DATA:
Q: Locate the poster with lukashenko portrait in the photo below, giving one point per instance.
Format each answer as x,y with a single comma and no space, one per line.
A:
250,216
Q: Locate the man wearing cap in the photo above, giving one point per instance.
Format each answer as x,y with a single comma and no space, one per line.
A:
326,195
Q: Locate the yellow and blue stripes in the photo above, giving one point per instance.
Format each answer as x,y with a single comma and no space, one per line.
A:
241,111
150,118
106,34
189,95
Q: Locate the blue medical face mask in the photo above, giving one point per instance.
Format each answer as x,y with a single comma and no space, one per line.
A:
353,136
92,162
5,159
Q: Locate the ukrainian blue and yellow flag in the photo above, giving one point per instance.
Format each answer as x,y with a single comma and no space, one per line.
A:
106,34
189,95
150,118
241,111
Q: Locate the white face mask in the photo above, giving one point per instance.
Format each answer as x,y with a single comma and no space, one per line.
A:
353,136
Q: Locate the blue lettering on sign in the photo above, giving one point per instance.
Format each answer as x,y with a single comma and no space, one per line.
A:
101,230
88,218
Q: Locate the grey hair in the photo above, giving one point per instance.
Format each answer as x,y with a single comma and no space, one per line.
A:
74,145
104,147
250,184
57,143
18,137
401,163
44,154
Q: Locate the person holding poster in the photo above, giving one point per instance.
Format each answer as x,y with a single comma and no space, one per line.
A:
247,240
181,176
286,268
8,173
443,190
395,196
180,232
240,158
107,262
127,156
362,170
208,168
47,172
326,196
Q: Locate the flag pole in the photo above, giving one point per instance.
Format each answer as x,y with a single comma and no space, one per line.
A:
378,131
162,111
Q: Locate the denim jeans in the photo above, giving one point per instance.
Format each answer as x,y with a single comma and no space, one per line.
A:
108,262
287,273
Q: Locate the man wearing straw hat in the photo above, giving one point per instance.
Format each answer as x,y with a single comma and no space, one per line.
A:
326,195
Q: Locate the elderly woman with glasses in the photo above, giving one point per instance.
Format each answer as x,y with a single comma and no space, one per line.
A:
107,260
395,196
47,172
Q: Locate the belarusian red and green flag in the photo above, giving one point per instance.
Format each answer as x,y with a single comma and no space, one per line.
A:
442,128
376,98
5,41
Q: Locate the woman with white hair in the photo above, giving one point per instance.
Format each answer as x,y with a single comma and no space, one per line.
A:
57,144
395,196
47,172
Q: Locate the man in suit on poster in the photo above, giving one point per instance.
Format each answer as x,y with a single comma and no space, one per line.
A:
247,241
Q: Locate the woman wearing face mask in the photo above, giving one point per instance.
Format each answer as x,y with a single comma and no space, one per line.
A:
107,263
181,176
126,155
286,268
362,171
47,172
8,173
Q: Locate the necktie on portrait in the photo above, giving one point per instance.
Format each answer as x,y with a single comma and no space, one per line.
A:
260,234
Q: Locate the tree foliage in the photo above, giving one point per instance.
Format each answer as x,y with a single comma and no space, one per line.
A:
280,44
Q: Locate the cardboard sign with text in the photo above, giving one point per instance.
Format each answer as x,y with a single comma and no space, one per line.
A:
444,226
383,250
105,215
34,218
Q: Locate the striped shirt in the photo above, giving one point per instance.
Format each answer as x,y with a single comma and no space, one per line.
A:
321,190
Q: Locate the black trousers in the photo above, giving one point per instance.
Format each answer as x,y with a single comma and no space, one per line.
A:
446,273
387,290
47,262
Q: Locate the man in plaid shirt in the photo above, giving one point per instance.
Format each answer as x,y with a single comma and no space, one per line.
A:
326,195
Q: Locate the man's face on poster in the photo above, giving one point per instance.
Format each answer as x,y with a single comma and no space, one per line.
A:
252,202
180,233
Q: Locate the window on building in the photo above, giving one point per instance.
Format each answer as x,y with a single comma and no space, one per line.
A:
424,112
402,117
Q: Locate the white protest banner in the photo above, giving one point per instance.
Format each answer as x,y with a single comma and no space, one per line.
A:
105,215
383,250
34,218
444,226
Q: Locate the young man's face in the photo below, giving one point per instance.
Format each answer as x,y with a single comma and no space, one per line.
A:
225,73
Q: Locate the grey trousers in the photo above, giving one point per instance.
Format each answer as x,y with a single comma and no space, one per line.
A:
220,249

YOUR INSTRUCTIONS: Scan the listing above for the line that has "Q: Locate the man in plaid", then copy exactly from that line through the line that has "Q: Locate the young".

RESULT:
Q: Locate the man in plaid shirt in the photo above, giving one point per instance.
Format each answer as x,y with a single comma and no space, one per line.
A:
326,195
Q: Locate the man's face on poster in the photo above, giving one point per instance.
Format each answer as x,y with a single comma and no space, one per line.
A:
252,202
180,233
Q: Locate the window on building in the photo above, giving one point per instance.
Format each answer as x,y with a single comma and no space, one per line.
A:
424,112
402,117
Q: Locate the white protest banner in the photo above, giving one point per instance.
Format each answer as x,y with a single comma and no space, one per line.
A:
105,215
383,250
34,218
444,226
Q: Locate the young man's face in the photo below, giving one point per instance.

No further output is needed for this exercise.